------ Stored records ------
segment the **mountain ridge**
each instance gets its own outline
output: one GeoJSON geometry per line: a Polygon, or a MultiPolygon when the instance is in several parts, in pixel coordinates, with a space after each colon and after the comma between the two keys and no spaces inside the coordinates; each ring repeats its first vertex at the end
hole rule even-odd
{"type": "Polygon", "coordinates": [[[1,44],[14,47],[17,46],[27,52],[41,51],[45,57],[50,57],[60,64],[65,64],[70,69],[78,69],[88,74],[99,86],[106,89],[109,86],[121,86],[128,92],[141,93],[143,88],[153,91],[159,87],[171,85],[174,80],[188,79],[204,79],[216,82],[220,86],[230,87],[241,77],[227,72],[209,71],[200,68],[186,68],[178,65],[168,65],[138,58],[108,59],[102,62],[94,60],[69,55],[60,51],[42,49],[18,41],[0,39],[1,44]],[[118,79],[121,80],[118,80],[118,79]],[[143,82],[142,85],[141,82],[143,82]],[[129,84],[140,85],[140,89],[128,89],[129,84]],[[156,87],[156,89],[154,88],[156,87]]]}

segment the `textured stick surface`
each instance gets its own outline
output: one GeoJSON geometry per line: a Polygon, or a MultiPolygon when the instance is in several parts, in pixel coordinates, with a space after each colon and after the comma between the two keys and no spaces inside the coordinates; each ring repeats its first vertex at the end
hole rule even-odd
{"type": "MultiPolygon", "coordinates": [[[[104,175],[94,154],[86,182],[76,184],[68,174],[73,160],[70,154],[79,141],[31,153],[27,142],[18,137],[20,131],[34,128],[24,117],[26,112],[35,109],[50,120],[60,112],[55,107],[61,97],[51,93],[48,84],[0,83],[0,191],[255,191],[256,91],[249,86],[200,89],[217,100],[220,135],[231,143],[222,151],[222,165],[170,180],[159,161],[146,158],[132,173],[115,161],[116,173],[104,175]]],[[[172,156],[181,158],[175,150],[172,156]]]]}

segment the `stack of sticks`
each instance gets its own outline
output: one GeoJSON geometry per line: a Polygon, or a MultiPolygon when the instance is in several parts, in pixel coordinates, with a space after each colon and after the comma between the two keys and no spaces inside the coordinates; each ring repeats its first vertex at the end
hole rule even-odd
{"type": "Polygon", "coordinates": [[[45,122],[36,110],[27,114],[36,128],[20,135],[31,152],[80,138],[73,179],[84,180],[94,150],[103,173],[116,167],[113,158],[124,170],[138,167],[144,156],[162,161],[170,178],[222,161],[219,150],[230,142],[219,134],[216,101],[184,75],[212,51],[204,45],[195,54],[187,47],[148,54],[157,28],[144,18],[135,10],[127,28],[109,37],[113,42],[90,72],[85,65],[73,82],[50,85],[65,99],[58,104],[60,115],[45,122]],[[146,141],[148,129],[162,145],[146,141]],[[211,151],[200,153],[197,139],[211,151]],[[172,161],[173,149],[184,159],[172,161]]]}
------
Aim — Show each line of the items above that contains the string "segment", copied in full. Matching is case-sensitive.

Solution for this task —
segment the **mountain ridge**
segment the `textured stick surface`
segment the `stack of sticks`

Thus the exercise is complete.